======== Lesetext

Am Freitagmorgen hat der 56-jährige Angeklagte in der JVA Ossendorf sich das Leben genommen. Eigentlich war für Freitag die Urteilsverkündung vorgesehen.
Vor UrteilsverkündungAngeklagter im „Lynchmob“-Prozess begeht Selbstmord
Tragische Entwicklung in einem Prozess um den sogenannten „Lynchmob“ von Höhenberg: Ein 56 Jahre alter Angeklagter hat Selbstmord begangen. Für Freitag wurde die Urteilsverkündigung für den nunmehr Toten und seinen an der Tat beteiligten Sohn erwartet. Der Gerichtstermin ist aufgeschoben.
Wie die Vorsitzende der 11. Großen Strafkammer, Sabine Kretzschmar am Freitagnachmittag mitteilte, hatte der 56-Jährige am Morgen einen Selbsttötungsversuch in der JVA-Ossendorf unternommen. „Uns hat jetzt die traurige Nachricht erreicht, dass Herr S. verstorben ist“, sagte die Richterin weiter. Laut Landgerichtssprecher Prof. Jan F. Orth, war der Mann zunächst noch lebend aufgefunden und in ein Krankenhaus verbracht worden. Die Urteilsverkündung gegen den 23-jährigen Sohn des Verstorbenen wurde wegen dessen Verhandlungsunfähigkeit verschoben. Der Mann erlitt dem Vernehmen nach einen Schock.

================
======== Datenauszüge

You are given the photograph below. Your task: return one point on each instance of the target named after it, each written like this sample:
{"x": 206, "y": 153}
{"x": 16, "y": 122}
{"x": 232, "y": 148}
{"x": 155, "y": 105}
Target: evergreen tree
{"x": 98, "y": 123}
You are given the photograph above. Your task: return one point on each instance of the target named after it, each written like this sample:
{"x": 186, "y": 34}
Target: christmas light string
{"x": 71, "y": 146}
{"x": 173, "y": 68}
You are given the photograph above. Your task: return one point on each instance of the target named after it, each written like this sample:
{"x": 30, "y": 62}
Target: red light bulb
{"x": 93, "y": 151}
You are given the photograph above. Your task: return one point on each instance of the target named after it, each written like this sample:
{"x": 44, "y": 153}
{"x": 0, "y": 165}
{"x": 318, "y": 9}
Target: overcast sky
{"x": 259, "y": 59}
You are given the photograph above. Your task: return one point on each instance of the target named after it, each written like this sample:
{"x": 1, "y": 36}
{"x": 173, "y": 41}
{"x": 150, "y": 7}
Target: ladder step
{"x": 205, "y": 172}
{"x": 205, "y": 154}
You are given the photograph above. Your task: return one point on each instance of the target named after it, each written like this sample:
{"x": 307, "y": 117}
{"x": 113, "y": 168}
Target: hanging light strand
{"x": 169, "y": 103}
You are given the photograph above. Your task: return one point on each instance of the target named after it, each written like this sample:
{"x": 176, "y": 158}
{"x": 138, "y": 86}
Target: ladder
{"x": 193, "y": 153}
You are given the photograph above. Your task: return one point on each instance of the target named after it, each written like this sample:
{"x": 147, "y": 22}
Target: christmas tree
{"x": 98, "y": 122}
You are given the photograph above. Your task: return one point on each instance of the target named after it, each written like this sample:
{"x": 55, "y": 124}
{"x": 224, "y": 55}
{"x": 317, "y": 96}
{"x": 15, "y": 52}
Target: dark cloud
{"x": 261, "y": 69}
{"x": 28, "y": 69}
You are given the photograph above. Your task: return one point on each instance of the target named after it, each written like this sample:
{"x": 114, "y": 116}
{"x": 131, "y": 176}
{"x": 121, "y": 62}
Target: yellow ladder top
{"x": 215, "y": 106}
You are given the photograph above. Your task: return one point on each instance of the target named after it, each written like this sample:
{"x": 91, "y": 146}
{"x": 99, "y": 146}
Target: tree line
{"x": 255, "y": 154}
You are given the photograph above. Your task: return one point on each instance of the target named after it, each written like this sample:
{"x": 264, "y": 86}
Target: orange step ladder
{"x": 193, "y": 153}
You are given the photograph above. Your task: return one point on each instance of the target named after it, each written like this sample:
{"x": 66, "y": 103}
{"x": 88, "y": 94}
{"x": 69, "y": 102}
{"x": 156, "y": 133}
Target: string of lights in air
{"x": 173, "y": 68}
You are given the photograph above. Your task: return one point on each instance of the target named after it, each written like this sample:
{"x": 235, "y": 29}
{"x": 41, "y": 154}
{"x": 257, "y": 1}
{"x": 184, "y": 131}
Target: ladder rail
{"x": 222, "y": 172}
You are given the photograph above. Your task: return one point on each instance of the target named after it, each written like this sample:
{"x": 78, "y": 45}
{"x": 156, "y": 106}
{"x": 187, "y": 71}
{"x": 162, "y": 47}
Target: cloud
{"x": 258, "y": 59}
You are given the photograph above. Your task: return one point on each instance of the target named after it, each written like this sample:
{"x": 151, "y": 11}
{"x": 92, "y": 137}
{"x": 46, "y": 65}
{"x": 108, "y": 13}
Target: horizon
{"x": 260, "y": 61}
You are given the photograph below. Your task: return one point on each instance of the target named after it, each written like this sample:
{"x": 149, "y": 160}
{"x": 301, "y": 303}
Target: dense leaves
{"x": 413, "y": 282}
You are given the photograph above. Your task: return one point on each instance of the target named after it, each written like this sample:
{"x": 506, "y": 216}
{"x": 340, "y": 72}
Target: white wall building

================

* _Arbeitsauftrag A_:
Beantworten Sie zum Bericht über den „Lynchmob“-Prozess die folgenden Fragen:
(i) Wie alt ist der Sohn des Verstorbenen?
(ii) Wer führt den Vorsitz der 11. Großen Strafkammer?
(iii) Weshalb wurde die Urteilsverkündung gegen den Sohn verschoben?
* _Arbeitsauftrag B_: Setzen Sie den Bericht über den „Lynchmob“-Prozess in gleichem Ton um einige Sätze fort.

* _Schriftliche Antwort A_:
(i) Er ist 23 Jahre alt.
(ii) Den Vorsitz führt Sabine Kretzschmar.
(iii) Sie wurde wegen seiner Verhandlungsunfähigkeit verschoben.

* _Schriftliche Antwort B_:
Lebenslange Haftstrafen gefordert
Erst am Mittwoch hatte die Staatsanwaltschaft für beide Angeklagten lebenslange Freiheitsstrafen wegen gemeinschaftlichen heimtückischen Mordes aus niedrigen Beweggründen gefordert. Zudem hatte die Anklage die Feststellung der besonderen Schwere der Schuld beantragt. In seinem „letzten Wort“ hatte der 56-Jährige verzweifelt über Minuten seine Unschuld beteuert. „Ich habe nichts getan“, rief der Mann immer wieder mit tränenerstickter, schriller Stimme. „Gott weiß, dass ich nichts getan habe“, hatte der schwerkranke Mann geschlossen.
Der Verstorbene und sein Sohn sollen laut Staatsanwaltschaft am Rachemord an einem 37-Jährigen beteiligt gewesen sein, der im März 2022 von rund 30 Tätern auf offener Straße am helllichten Tag in Höhenberg begangen worden war. Mit Fäusten und mindestens einem Messer und einem Hammer war der 37-Jährige angegriffen und erheblich verletzt worden. Der Vater von zwei jungen Töchtern war wenige Tage später in einem Krankenhaus verstorben. Grund für die Tat war ein Video des Bruders des Opfers, in dem dieser die Großfamilie der Täter beleidigt und massiv bedroht hatte. Da der Mann sich aber in Serbien aufhielt, sollen die Täter den in Höhenberg lebenden Bruder zum Ziel ihrer Rache auserkoren haben.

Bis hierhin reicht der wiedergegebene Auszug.